[Point-per-instance localization data]

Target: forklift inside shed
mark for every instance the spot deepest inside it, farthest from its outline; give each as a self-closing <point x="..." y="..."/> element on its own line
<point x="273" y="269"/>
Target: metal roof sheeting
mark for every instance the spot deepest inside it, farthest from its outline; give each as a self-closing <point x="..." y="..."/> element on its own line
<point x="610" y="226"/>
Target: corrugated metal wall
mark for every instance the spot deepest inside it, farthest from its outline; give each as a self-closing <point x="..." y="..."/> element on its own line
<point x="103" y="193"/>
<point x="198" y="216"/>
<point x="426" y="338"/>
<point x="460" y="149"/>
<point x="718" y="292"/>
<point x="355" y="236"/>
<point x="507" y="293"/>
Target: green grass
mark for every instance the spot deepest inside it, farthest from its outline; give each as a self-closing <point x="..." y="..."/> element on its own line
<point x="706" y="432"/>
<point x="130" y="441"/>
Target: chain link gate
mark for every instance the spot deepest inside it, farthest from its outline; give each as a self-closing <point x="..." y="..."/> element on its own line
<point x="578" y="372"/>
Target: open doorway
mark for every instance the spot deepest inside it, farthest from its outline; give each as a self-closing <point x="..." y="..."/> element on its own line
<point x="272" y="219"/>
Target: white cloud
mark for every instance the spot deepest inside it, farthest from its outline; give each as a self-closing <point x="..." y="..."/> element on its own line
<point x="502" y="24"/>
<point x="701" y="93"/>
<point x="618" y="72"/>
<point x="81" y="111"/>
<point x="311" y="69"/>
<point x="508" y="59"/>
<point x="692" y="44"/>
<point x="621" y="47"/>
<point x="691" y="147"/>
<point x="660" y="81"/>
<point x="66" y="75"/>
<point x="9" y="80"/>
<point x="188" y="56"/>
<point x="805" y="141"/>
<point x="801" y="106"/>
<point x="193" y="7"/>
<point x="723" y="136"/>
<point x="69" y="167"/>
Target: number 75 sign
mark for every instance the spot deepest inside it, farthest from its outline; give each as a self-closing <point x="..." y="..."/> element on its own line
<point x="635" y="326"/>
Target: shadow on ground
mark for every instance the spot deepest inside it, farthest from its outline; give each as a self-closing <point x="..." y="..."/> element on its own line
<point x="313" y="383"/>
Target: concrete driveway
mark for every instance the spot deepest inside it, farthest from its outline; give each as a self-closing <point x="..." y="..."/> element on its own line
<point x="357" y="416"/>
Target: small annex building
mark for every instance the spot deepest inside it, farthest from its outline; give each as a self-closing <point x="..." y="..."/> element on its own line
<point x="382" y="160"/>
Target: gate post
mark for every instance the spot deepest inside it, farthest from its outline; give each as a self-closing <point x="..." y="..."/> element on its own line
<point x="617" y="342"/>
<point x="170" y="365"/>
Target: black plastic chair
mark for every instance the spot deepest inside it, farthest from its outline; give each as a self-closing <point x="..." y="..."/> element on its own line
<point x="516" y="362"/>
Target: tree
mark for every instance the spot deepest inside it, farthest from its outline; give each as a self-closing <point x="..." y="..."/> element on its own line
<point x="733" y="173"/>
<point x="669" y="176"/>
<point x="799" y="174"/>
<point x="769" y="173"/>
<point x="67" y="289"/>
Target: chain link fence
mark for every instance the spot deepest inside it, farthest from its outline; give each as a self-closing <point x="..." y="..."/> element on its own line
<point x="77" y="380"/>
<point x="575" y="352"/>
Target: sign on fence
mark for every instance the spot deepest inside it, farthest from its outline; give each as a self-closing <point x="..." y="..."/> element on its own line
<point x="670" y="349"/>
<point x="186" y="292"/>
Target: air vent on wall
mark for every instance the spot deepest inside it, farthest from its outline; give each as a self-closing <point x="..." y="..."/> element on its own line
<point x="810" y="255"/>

◆ **Activity**
Using the data above, transcribe the lines that run from the line with "Target: metal roof sheeting" to the line with "Target: white cloud", both ends kept, and output nothing else.

◆ **Response to the exercise**
Target: metal roof sheeting
mark for every instance the spot deepest inside it, farthest from its outline; give each as a self-closing <point x="..." y="..."/> element on its own line
<point x="610" y="226"/>
Target: corrugated metal wall
mark for every instance the spot deepest inside it, farthest from its outline; give each as a self-closing <point x="..." y="..."/> element on its own line
<point x="103" y="193"/>
<point x="198" y="216"/>
<point x="426" y="338"/>
<point x="460" y="149"/>
<point x="718" y="292"/>
<point x="355" y="236"/>
<point x="507" y="293"/>
Target: green grass
mark for every instance the spot deepest inside it, farthest from its outline; give each as a self-closing <point x="..." y="..."/> element on its own line
<point x="706" y="432"/>
<point x="130" y="441"/>
Target: chain link gate
mark for every instance the spot deepest inside it, farthest from its outline; give each as a self-closing <point x="..." y="..."/> element on its own line
<point x="578" y="372"/>
Target: open doorway
mark for every instance the spot deepest inside it, farthest from its outline; give each as a self-closing <point x="..." y="..."/> element on its own line
<point x="272" y="219"/>
Target: white cloud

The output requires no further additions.